Short problem A
List each line of the listing that contains the string "glove".

Document segment
The first day was largely devoted to judging, the second day saw a large picnic by Dranesville farmers, the County Chamber of Commerce and the 4-H Clubs frolicked on the third day while the visible and invisible empire [of the Ku Klux Klan] held sway on the last day. Good racing cards filled much of the afternoon. The prizes were more substantial and the performances proportionally good. Every exhibit building was loaded with all varieties and grades of exhibits, while the livestock was as equally interesting in its magnitude and diversification.

The flower department was carried partly out of the building where loving hands [had] specially devoted time and energy toward perfection. The woman's department, with nearly a thousand entries, was a wonder of culinary art. The poultry building with every squeek and squawk imaginable, fairly dazzled the farmers and their friends, who came to see what Fairfaxians and their friends are doing. Certainly no other fair in Virginia presented an arena of keener competition and the prize winners deserve to be most highly congratulated....[268]

The midway was a swirl of ferris wheels, merry-go-rounds and every variety of game by which you might separate yourself from surplus funds.

The region boasted a similar fair held generally in Prince William County and having the dual purpose of promoting and celebrating the dairy industry. The Piedmont Dairy Festival, as it was called, was modeled after the famous Shenandoah Apple Blossom festival and was jocularly known locally as the "Cow Blossom festival."[269]

Listed entries

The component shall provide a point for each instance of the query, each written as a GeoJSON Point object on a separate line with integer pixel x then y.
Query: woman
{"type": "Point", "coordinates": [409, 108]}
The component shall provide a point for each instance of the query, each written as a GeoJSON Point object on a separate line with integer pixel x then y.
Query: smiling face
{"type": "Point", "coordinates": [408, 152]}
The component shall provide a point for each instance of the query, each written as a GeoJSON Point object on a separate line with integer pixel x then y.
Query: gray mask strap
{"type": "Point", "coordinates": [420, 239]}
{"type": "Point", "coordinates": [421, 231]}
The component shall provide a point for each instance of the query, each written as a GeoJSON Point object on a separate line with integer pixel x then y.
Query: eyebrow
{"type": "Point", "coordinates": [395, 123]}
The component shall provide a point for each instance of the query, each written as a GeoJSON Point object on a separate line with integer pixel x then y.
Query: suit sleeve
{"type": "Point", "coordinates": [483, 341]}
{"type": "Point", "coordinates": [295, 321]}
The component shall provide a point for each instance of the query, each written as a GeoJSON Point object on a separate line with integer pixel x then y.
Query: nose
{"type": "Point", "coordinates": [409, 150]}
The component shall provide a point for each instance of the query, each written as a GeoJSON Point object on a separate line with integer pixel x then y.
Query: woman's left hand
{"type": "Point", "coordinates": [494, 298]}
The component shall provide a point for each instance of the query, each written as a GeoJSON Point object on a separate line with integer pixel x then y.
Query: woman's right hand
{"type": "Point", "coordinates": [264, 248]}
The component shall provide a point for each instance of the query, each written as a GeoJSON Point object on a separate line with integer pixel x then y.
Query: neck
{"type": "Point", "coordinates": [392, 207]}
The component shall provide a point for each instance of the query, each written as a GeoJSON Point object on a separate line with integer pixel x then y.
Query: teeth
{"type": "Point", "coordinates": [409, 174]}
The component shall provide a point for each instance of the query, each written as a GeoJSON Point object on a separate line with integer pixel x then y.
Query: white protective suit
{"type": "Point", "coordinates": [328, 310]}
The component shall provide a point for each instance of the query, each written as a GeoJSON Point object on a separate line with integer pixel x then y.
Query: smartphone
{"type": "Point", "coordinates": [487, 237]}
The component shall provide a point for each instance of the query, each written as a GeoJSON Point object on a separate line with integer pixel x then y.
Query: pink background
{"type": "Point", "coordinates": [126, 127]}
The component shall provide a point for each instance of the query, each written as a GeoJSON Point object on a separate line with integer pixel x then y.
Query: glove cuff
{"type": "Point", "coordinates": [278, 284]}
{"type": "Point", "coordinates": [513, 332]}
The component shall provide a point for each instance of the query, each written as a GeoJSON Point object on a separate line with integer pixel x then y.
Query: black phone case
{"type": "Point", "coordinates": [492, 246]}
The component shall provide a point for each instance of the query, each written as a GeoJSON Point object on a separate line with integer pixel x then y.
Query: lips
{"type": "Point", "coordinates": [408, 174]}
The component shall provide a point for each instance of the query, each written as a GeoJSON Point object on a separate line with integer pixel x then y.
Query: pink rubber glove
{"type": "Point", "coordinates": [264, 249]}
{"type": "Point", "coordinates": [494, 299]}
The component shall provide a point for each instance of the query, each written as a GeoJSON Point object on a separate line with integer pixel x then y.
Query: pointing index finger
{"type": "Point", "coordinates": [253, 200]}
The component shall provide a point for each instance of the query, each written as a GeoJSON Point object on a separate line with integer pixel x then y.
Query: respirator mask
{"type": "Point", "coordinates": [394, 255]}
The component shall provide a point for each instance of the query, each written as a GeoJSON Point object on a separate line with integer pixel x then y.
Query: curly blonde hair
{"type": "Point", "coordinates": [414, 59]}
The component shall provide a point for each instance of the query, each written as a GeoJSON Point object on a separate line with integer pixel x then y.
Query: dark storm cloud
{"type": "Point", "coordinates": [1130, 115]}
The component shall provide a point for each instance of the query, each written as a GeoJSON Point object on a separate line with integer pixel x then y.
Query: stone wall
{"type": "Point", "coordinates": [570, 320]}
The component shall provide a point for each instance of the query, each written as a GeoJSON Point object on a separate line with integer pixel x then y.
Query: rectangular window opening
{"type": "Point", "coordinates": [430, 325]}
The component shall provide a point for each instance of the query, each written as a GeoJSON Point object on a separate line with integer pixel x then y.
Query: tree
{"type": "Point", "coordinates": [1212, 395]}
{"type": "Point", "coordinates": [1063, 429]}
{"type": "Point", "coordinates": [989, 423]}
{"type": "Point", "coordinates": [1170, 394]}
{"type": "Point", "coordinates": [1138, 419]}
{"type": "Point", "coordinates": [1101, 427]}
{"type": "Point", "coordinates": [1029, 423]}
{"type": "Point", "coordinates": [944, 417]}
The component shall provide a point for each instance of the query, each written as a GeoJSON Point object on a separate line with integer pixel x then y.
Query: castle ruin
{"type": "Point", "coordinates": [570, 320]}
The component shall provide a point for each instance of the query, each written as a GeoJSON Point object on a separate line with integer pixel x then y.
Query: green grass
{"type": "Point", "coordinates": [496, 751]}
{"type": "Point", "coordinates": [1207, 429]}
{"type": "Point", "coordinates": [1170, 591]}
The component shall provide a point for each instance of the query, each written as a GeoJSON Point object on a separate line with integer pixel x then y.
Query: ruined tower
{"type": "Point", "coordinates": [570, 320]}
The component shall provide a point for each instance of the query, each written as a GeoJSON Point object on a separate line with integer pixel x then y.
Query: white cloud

Short problem B
In the fair account, what local joking name did the Piedmont Dairy Festival have?

Written solution A
Query: glove cuff
Query: pink rubber glove

Written solution B
The "Cow Blossom festival."